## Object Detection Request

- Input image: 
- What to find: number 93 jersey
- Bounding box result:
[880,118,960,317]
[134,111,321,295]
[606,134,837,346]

## What the task requires:
Could you copy all of the data above, reproducing every line without any change?

## Exercise output:
## Object Detection Request

- Input image: 
- What to find: number 93 jersey
- Bounding box result:
[880,118,960,317]
[134,111,321,295]
[606,134,837,346]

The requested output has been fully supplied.